● **About this exercise**
Down to the last line, restate the records below word for word, dropping every image.

-=-=-=-=-

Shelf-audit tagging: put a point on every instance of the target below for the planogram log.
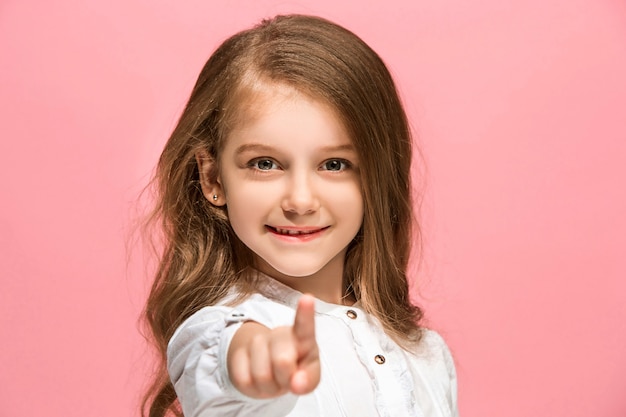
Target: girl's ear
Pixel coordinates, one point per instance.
(209, 179)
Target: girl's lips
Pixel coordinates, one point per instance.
(296, 233)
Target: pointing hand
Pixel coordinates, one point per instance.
(266, 363)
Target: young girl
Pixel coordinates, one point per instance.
(289, 174)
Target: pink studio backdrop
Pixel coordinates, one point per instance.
(520, 108)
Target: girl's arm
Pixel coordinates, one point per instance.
(266, 363)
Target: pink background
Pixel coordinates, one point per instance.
(520, 108)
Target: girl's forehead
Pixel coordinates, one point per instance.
(257, 101)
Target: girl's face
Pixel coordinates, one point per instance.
(289, 175)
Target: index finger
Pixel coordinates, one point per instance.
(304, 325)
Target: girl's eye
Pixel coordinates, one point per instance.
(335, 165)
(264, 164)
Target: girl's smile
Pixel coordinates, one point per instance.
(289, 175)
(297, 234)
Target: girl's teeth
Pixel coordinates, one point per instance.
(292, 232)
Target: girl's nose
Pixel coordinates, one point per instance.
(300, 196)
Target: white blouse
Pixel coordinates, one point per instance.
(363, 371)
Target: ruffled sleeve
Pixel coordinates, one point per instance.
(444, 371)
(196, 359)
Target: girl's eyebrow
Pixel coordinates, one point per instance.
(258, 147)
(247, 147)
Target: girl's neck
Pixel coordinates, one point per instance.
(326, 284)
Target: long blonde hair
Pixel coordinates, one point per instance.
(202, 258)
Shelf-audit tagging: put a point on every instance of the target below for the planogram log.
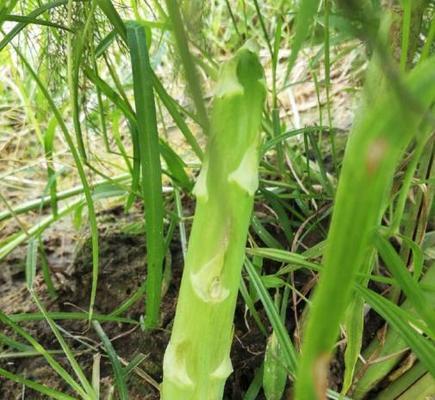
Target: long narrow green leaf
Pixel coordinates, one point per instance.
(188, 63)
(21, 25)
(116, 365)
(304, 19)
(82, 174)
(151, 169)
(51, 393)
(409, 286)
(41, 350)
(422, 347)
(286, 345)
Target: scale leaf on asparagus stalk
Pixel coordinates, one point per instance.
(197, 359)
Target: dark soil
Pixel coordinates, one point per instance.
(122, 270)
(122, 260)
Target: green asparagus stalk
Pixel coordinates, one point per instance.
(197, 359)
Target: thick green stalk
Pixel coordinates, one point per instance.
(375, 146)
(197, 361)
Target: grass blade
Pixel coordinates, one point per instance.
(116, 365)
(151, 169)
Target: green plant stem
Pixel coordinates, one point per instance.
(196, 363)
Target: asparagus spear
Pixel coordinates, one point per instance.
(197, 362)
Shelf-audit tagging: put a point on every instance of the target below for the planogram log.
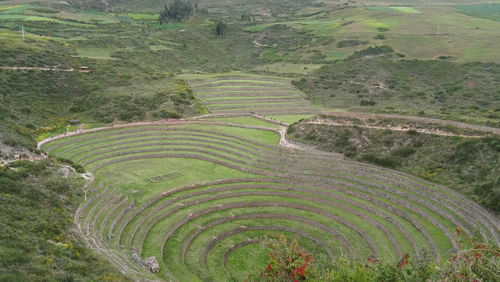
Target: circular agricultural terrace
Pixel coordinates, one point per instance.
(201, 195)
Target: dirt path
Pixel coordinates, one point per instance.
(422, 119)
(44, 69)
(394, 128)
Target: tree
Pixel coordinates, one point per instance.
(220, 28)
(177, 11)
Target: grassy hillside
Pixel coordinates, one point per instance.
(37, 202)
(467, 164)
(458, 91)
(200, 193)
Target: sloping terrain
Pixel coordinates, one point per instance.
(233, 185)
(250, 94)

-=-=-=-=-

● **Response box**
Shelf-audit tagging: put a point on every instance of the target below for the planogram log.
Target: girl's ear
Pixel coordinates, one point per instance.
(209, 179)
Target: girl's lips
Pixel coordinates, one point per instance.
(296, 233)
Target: pointing hand
Pixel coordinates, one point per instance.
(266, 363)
Target: young girl
Pixel coordinates, one point per instance.
(289, 174)
Target: pink studio backdrop
Pixel coordinates, one point per instance.
(520, 108)
Target: girl's arm
Pixel coordinates, one point per instance.
(266, 363)
Target: pink background
Pixel coordinates, one point per instance.
(520, 108)
Target: girl's forehead
Pixel coordinates, one point per instance.
(257, 101)
Target: girl's face
Pixel coordinates, one point per instance.
(289, 175)
Target: index finger
Pixel coordinates, one point per instance.
(304, 325)
Target: girl's eye
Pixel coordinates, one point per instance.
(335, 165)
(264, 164)
Target: girl's smile
Pixel coordinates, one point per instance.
(289, 175)
(297, 234)
Target: girl's teeth
Pixel coordinates, one point per instance.
(292, 232)
Target: girl's nose
Pixel coordinates, one point per instance.
(300, 196)
Target: white blouse
Pixel coordinates, one point per instance.
(363, 371)
Target: ruffled sleeve
Pixel coordinates, one point per instance.
(444, 371)
(196, 359)
Target: girl's eyebrow
Pixel coordinates, one point per instance.
(258, 147)
(247, 147)
Target: girl's neck
Pixel coordinates, one point per instance.
(326, 284)
Target: long blonde hair
Pixel coordinates, one point per instance.
(202, 258)
Shelf-audit tagging: put a point on every instance of the target below for the planogram log.
Target: long narrow green leaf
Pixel coordinates, one point per instance.
(188, 63)
(21, 25)
(116, 365)
(304, 19)
(82, 174)
(151, 169)
(51, 393)
(409, 286)
(41, 350)
(422, 347)
(286, 345)
Target: scale leaf on asparagus stalk
Pixel coordinates, one point per instance.
(197, 359)
Target: dark soil
Pixel coordinates, one point per instance.
(122, 270)
(122, 260)
Target: green asparagus stalk
Pixel coordinates, one point per instance.
(197, 359)
Target: thick green stalk
Pixel coordinates, one point per instance.
(375, 146)
(197, 361)
Target: grass blade
Pixel coordinates, one point per instance.
(116, 365)
(151, 169)
Target: green plant stem
Pixel coordinates, one point per instance.
(196, 363)
Target: asparagus spear
Pixel coordinates, one point per instance.
(197, 362)
Shelf-audit tagging: put a point on every instance of the target below for the planogram log.
Target: circular agricultural terrace
Pixel coordinates, one point per instance.
(201, 195)
Target: dirt path
Pixel coordinates, one point per instance.
(422, 119)
(44, 69)
(394, 128)
Target: tree
Pixel coordinates, one point per instance.
(220, 28)
(177, 11)
Target: grassy hillside
Pixel coordinates, one point per instance.
(37, 202)
(467, 164)
(458, 91)
(200, 193)
Target: sloping terrain
Pixel coordinates, one point per instance.
(233, 185)
(250, 94)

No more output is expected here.